Extracted entries:
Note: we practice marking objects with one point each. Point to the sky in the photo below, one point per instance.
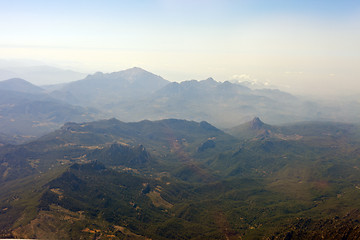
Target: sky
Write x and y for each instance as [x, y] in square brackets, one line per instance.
[300, 46]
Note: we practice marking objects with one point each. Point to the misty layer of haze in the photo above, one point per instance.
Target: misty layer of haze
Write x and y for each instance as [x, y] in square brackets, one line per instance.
[180, 119]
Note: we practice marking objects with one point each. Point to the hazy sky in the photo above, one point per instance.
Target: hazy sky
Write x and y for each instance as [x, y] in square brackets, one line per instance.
[298, 45]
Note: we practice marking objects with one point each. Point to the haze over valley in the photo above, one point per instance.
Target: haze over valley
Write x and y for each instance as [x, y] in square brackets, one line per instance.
[180, 119]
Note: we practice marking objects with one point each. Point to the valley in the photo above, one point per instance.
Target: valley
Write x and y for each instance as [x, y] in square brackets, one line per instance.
[178, 179]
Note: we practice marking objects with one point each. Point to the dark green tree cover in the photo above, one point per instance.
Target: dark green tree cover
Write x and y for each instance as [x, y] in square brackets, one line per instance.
[177, 179]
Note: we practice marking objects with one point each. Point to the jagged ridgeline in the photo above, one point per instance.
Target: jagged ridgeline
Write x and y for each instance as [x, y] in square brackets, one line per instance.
[178, 179]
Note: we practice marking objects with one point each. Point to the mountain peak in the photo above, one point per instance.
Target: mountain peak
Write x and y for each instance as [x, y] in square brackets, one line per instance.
[256, 123]
[19, 85]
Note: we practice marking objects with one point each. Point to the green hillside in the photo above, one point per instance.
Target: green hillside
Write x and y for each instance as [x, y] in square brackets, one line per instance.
[178, 179]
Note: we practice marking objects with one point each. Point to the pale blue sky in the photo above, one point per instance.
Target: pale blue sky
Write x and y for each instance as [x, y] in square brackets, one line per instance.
[293, 44]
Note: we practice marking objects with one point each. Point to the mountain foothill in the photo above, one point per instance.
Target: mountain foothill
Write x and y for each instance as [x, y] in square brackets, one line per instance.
[130, 155]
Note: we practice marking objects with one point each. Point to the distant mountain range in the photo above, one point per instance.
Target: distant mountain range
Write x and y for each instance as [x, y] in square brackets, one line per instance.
[135, 94]
[39, 74]
[27, 112]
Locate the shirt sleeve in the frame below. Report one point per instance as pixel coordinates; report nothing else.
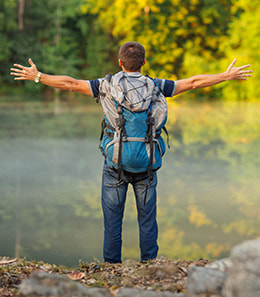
(167, 86)
(94, 87)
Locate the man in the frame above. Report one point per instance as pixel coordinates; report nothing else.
(131, 60)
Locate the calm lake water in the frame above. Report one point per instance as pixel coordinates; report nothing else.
(50, 176)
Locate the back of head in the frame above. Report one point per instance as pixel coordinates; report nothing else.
(132, 55)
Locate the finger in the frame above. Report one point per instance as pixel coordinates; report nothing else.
(20, 78)
(247, 71)
(31, 62)
(19, 66)
(17, 70)
(16, 73)
(232, 64)
(244, 66)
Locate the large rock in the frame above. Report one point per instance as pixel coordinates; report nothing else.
(236, 276)
(243, 277)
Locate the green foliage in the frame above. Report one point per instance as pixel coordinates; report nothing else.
(182, 38)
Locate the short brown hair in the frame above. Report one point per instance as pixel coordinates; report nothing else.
(132, 55)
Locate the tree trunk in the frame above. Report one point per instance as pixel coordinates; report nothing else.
(20, 16)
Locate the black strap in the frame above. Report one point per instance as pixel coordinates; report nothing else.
(120, 121)
(149, 138)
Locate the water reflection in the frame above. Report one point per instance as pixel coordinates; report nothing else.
(208, 194)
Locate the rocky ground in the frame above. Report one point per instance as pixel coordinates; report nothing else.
(162, 274)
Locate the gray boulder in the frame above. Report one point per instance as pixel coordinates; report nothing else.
(202, 280)
(243, 277)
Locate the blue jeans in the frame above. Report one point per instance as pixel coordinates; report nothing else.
(113, 204)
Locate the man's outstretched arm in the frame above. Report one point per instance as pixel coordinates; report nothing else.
(62, 82)
(204, 80)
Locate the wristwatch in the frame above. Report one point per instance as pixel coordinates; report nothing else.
(38, 77)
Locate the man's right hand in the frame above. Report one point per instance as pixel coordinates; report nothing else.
(25, 73)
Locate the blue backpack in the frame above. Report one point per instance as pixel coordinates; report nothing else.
(135, 111)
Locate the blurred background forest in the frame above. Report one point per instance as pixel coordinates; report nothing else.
(81, 38)
(50, 167)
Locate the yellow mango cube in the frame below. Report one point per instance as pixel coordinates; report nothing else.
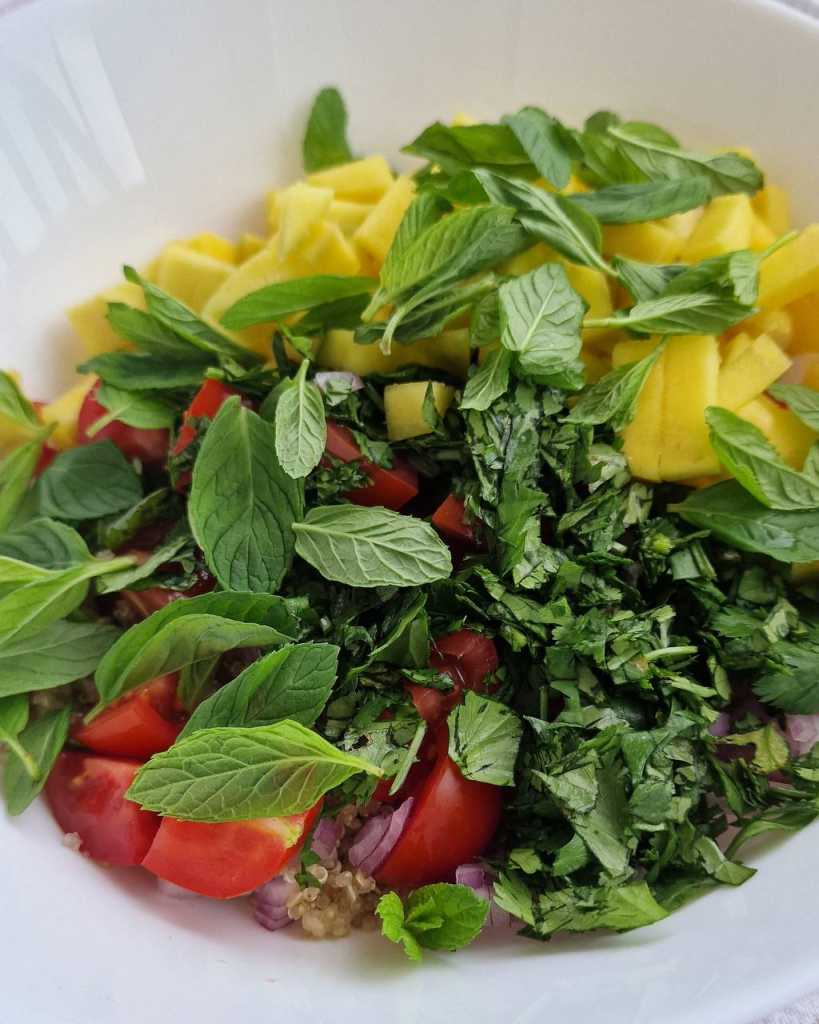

Exercise instructions: Return the whole listing, word for word, and leave out every picture.

Result for this exercise:
Note: we practice marking objects with one point each. Point to the sky in the photo below, one point per instance.
Target: sky
Write x and y for each instance as [x, y] in square brackets, one line per instance.
[300, 46]
Note: we practice marking objects with one point each. Point to the misty layer of haze in the photo above, one point per instance.
Target: misty layer of haze
Write x and y for each instance as [x, y] in square brackets, one line per instance.
[180, 119]
Note: we practice marking objects with one point each. Point to the hazy sky in the photo above, one point per instance.
Target: hazy sky
Write x and y for each instance as [x, y] in square brackets, one line per instance.
[298, 45]
Note: we practice marking objects with one point each. Point to the haze over valley in the photo above, one point per instance.
Target: haze over valley
Write x and y for each instance as [x, y] in square brackets, one line per instance.
[180, 119]
Note: we practice marking objects with one point each. Point to the valley in the photo above, one point per instance.
Target: valley
Write x and y for each instance as [x, y] in square brackets, one line per instance.
[178, 179]
Note: we practice marking objects with one point each. Point to the dark green tree cover in the photo above, one point per instance.
Target: dark green tree cover
Write x and y for each instance as [x, y] in square brackets, one line per instance.
[177, 179]
Note: we practice marking objects with one point each. Point to the jagged ridgeline in the photo above, one point per instance.
Target: jagged ridgeline
Write x and y for each instance as [x, y] in square brackets, one line per instance.
[178, 179]
Note: we practice marking objects with one point each. Point to the mountain peak in the photo above, one point per instance.
Target: mountain peak
Write x and y for each instance as [x, y] in square brackets, one line per instance.
[256, 123]
[19, 85]
Note: we practice marking objects with one point each. Point to the green hillside in the photo above, one point per instance.
Target: green hillside
Write x and y for each instance as [x, y] in square brackets, one line per instance.
[178, 179]
Note: we practice marking objects with one point each. Point to the pale blue sky in the photo above, one point per instance.
Target: pale blue sky
Write x and y for each instance as [x, y] in square brackets, one line per instance.
[293, 44]
Note: we practice marking objects with one point each. Point to the mountain foothill in the photo above, one point per instance.
Target: mountain foothill
Write x and y for each instance as [x, y] in square brackets, one line per instance.
[130, 155]
Note: we practice marking objects with one point each. Point to the distant mountain range in the photo above, one point per instance.
Target: distant mountain range
Write x and y for each instance as [x, y] in square brackets, one line per instance.
[135, 94]
[39, 74]
[27, 112]
Locate the shirt sleeve in the frame below. Report one point per instance as pixel coordinates; report nothing else.
(167, 86)
(94, 87)
Locate the man in the frame above. Report one point per instance as pixel coordinates; report nothing else.
(131, 60)
Locate the calm lake water in the frame above. Report one point per instance as pixel coordinates; report nothing else.
(50, 176)
Locate the back of head in the frame above. Report one point per instance as pixel coordinates; report nothing else.
(132, 55)
Locate the finger in the frame above. Report one point per instance as pixel coordinates; report nothing else.
(20, 78)
(247, 71)
(31, 62)
(19, 66)
(17, 70)
(16, 73)
(232, 64)
(244, 66)
Locate the large rock in the frame above. Report one point per instance as pixel coordinates; report nothing else.
(236, 276)
(243, 277)
Locate the green foliage in the frame above. Report one point per instance as pixel coordinates; report nothing else.
(182, 38)
Locate the short brown hair in the frame above. Report one point per instance as pixel coordinates; report nothing else.
(132, 55)
Locate the tree trunk in the frame above. Report one point per instance as pixel coordinates; report nothing else.
(20, 16)
Locate the black strap in the frame above. Report one point per instance as pixel coordinates; report nothing else.
(120, 121)
(149, 138)
Locate the water reflection in the frame above. Report one point per instance as pixel coordinates; report nothing else.
(208, 194)
Locate the rocky ground in the frame above. Report one point per instance as pixel coordinates; report nothing else.
(162, 274)
Locate the gray boulder in the frame above. Report one point per instance as pixel coordinates; report nothing else.
(202, 280)
(243, 277)
Locate the blue jeans in the frame above. Report one point per instance as pixel coordinates; report nothing else.
(113, 204)
Locate the man's outstretched arm in the frame above. Report one point per instance as pixel coordinates; report nothing else.
(62, 82)
(204, 80)
Locate the wristwatch in the frame above. Report one point per instance as pixel coordinates; report nothing else.
(38, 77)
Locate the man's right hand in the frame above. Report one point per instance as pixel coordinates; report nothing else.
(25, 73)
Locate the blue backpack in the frame above. Report one point per instance as pixel coordinates; report nothing else.
(135, 111)
Locate the blurred background forest in the frame above. Report one point per instance as pixel coordinates; report nothing else.
(81, 38)
(50, 167)
Locate the yellow mango cube in the frame below. Report one point per instance as pixel coordinates; report nothing else.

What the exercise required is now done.